• Data records
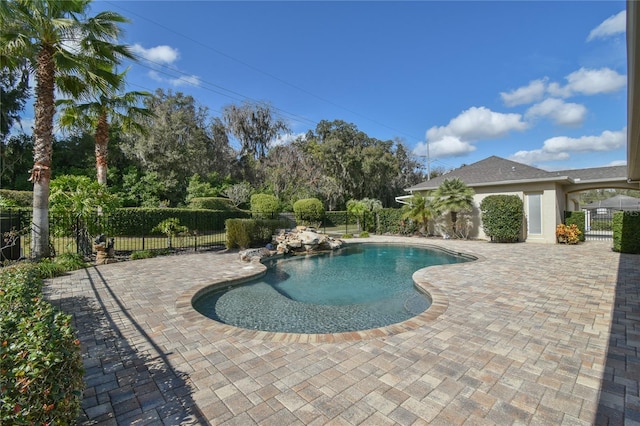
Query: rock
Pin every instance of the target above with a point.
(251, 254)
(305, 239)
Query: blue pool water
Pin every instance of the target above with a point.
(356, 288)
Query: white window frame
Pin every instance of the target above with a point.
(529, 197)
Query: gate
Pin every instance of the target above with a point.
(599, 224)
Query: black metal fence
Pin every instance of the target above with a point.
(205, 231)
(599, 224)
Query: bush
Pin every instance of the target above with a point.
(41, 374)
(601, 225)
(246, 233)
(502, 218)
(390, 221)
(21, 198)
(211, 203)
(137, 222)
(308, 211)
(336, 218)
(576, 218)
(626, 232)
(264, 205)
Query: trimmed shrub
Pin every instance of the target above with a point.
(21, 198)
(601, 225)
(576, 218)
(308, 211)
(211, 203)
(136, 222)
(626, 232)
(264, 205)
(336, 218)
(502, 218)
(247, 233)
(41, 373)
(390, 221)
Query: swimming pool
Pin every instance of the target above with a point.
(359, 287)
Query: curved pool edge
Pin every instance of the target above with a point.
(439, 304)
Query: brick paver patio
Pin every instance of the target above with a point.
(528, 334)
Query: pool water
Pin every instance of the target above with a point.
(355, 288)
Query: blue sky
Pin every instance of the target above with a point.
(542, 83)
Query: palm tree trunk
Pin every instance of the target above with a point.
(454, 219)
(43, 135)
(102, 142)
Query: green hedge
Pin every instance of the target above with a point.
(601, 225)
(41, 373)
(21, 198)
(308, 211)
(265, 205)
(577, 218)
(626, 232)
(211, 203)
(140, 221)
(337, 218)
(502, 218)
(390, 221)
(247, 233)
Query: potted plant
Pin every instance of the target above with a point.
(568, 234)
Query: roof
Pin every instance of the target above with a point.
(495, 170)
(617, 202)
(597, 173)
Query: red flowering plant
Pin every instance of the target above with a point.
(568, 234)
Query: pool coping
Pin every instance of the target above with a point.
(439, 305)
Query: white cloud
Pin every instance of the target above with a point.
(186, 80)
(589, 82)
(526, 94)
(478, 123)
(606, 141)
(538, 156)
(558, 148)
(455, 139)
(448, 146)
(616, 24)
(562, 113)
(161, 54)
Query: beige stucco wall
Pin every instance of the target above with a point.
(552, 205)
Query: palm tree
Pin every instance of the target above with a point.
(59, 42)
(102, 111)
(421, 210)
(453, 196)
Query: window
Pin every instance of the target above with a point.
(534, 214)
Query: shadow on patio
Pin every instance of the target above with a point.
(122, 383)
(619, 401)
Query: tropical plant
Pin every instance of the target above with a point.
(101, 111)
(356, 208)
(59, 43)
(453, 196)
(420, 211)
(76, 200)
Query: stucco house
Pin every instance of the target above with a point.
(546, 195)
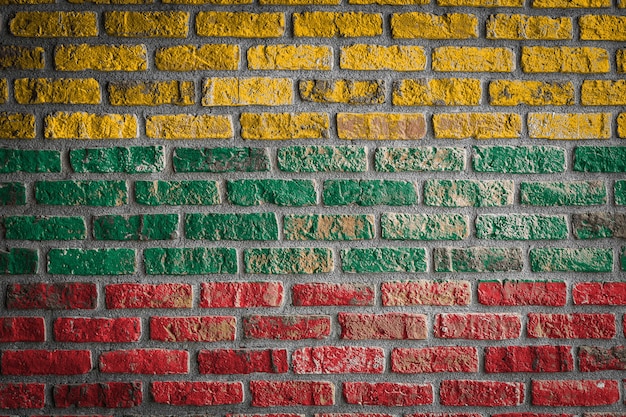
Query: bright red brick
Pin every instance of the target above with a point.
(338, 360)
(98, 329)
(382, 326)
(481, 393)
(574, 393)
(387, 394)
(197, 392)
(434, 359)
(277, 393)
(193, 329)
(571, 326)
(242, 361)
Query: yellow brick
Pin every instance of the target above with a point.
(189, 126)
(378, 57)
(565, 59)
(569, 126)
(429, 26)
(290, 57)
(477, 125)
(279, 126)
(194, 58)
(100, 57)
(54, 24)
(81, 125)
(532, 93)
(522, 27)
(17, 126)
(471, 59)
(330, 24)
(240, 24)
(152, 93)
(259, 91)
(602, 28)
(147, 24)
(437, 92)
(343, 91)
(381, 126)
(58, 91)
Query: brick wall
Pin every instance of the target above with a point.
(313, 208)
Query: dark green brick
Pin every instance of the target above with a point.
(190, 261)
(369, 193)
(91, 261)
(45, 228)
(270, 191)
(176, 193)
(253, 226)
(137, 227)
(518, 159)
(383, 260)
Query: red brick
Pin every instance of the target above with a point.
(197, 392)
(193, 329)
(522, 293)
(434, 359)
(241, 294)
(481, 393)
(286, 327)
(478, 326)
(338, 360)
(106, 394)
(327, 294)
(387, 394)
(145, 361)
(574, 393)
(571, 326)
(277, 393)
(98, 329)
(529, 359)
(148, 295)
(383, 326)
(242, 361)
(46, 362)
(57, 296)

• What to do
Rewrite all of the records with "Query" changed to "Label" wherever it occurs, keeping every other line unchanged, and omit the pictures.

• Answer to the task
Label: rock
Pin every instance of the target above with a point.
(251, 254)
(305, 239)
Label: blue pool water
Pin every instance of the target above with a point.
(356, 288)
Label: white window frame
Pin every instance of the target above with a point.
(529, 197)
Label: gate
Pin every instance of the target above with a point.
(599, 224)
Label: black metal fence
Pin every instance of the target above with a point.
(205, 231)
(599, 224)
Label: bush
Pin every instance of the target above with a point.
(41, 374)
(601, 225)
(246, 233)
(502, 218)
(390, 221)
(21, 198)
(211, 203)
(137, 222)
(308, 211)
(336, 218)
(576, 218)
(626, 232)
(264, 205)
Label: trimmed shrub
Pin every instance of the target above with a point.
(21, 198)
(601, 225)
(576, 218)
(308, 211)
(211, 203)
(136, 222)
(626, 232)
(264, 205)
(336, 218)
(502, 218)
(247, 233)
(41, 373)
(390, 221)
Label: swimming pool
Pin every instance of the target above with a point.
(359, 287)
Label: curved pool edge
Pin every instance of the target above with a point.
(439, 304)
Label: brick paver patio
Pin every instance of the target above with a point.
(528, 334)
Label: pool water
Pin every instance of the target above with a point.
(355, 288)
Label: blue sky
Pin every instance of the target above with a point.
(542, 83)
Label: palm tree trunk
Pin every instance of the target above with a point.
(454, 219)
(43, 135)
(102, 142)
Label: green hedge
Pin every instance of the target above with a point.
(601, 225)
(41, 373)
(21, 198)
(308, 211)
(265, 205)
(577, 218)
(626, 232)
(211, 203)
(140, 221)
(337, 218)
(502, 218)
(390, 221)
(247, 233)
Label: potted plant
Pin every instance of the target above with a point.
(568, 234)
Label: roof
Pin every instance of the target above with a point.
(495, 170)
(617, 202)
(597, 173)
Label: red flowering plant
Pin every instance of the target above with a point.
(568, 234)
Label: pool coping
Pin every instance of the target above with a point.
(439, 305)
Label: white cloud
Pin every instance of the target above with a point.
(186, 80)
(589, 82)
(526, 94)
(478, 123)
(606, 141)
(538, 156)
(558, 148)
(455, 139)
(448, 146)
(616, 24)
(562, 113)
(161, 54)
Label: beige stucco wall
Pin every instance of the target above with a point.
(552, 205)
Label: palm tree
Pin every instance of the target above with a point.
(59, 42)
(102, 111)
(421, 210)
(453, 196)
Label: window
Pin every instance of the target above with a point.
(534, 214)
Label: shadow on patio
Pin every instance of the target above with a point.
(122, 383)
(619, 401)
Label: tropical plant
Pin every instance of the target above with a point.
(101, 111)
(356, 208)
(59, 43)
(453, 196)
(420, 211)
(76, 200)
Label: stucco house
Pin every instance of the target above with a point.
(546, 195)
Label: bright red brick
Pin every instance of the target above with a point.
(338, 360)
(98, 329)
(382, 326)
(481, 393)
(574, 393)
(387, 394)
(197, 392)
(434, 359)
(277, 393)
(193, 329)
(571, 326)
(242, 361)
Label: yellow brick
Pin every instance of the target above with a point.
(189, 126)
(378, 57)
(565, 59)
(569, 126)
(429, 26)
(290, 57)
(477, 125)
(279, 126)
(194, 58)
(100, 57)
(54, 24)
(81, 125)
(532, 93)
(522, 27)
(17, 126)
(471, 59)
(330, 24)
(240, 24)
(152, 93)
(259, 91)
(602, 28)
(147, 24)
(437, 92)
(343, 91)
(381, 126)
(58, 91)
Label: brick wall
Pin every instance of the target above with a point.
(313, 208)
Label: dark green brick
Pin every instance of the target above with a point.
(190, 261)
(369, 193)
(91, 261)
(45, 228)
(270, 191)
(176, 193)
(253, 226)
(137, 227)
(518, 159)
(383, 260)
Label: red brick
Pin every instance of the target above with a point.
(197, 392)
(193, 329)
(522, 293)
(434, 359)
(241, 294)
(481, 393)
(286, 327)
(478, 326)
(338, 360)
(106, 394)
(327, 294)
(387, 394)
(145, 361)
(574, 393)
(571, 326)
(277, 393)
(98, 329)
(529, 359)
(148, 295)
(383, 326)
(242, 361)
(46, 362)
(57, 296)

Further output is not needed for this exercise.